:: Data listing ::

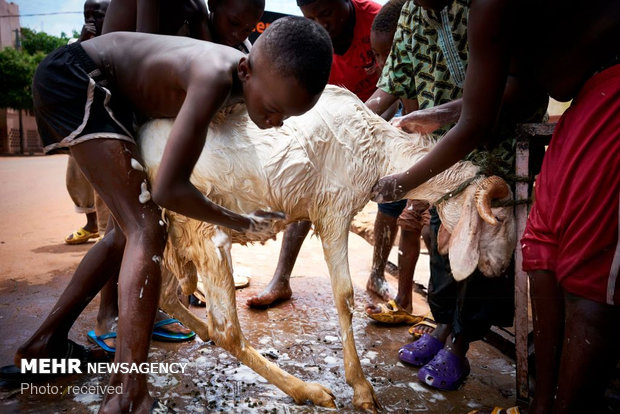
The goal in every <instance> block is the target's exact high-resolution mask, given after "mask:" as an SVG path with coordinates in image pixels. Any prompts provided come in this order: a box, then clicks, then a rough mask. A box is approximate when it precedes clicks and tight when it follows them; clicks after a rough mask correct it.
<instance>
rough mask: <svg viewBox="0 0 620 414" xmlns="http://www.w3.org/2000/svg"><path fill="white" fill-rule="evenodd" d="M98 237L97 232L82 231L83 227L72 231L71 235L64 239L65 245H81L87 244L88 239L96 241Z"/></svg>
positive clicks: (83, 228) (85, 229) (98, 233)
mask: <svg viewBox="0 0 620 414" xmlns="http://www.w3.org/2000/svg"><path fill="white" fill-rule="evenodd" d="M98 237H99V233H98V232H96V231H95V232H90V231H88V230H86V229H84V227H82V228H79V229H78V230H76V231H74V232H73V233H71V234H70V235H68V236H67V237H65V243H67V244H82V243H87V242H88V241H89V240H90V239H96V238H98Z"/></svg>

:::
:: Data listing ::

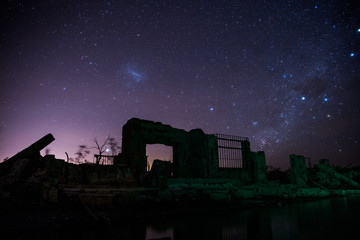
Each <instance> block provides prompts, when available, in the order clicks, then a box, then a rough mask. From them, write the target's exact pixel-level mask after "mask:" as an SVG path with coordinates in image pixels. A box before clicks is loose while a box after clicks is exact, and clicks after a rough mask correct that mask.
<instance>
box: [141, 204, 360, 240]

:::
:: Data listing ::

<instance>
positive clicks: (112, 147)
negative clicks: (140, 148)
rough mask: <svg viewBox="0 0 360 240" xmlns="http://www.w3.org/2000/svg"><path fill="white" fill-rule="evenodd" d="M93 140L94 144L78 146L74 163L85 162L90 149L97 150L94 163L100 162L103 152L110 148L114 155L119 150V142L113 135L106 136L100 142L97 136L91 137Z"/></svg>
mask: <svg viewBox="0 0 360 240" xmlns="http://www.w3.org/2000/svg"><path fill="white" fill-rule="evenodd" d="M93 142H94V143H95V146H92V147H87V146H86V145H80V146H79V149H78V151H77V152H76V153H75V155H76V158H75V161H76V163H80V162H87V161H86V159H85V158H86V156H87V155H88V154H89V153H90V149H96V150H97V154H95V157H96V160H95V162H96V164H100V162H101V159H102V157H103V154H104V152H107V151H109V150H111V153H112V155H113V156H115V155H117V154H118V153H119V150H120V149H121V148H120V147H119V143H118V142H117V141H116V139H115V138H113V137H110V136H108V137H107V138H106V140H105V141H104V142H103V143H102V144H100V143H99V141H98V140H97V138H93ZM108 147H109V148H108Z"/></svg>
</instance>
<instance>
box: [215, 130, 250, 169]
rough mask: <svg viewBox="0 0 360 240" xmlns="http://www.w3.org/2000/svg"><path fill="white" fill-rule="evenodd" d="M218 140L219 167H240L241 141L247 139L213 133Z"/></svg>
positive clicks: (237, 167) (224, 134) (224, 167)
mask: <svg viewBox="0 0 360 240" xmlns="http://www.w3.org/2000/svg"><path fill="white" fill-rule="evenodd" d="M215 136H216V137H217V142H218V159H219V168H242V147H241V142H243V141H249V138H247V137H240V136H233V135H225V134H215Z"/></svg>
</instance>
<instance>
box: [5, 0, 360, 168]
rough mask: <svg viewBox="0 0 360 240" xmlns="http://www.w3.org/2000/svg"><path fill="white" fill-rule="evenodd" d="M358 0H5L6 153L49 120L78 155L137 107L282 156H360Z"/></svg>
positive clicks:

:::

Task objective → Can you replace "rough mask" with "coarse mask" in the lines from the one containing "Each <instance> block" up to and including the one containing "box: [141, 204, 360, 240]", and give back only those lines with nothing else changed?

Result →
Each <instance> block provides prompts, when available, in the order clicks, then a box, then a coarse mask. From them, write the target's exact pixel-level mask after "mask:" as an SVG path with coordinates in image pixels. A box before clicks is loose while a box after clicks is exact, and clicks after a coarse mask correct that mask.
<instance>
box: [141, 204, 360, 240]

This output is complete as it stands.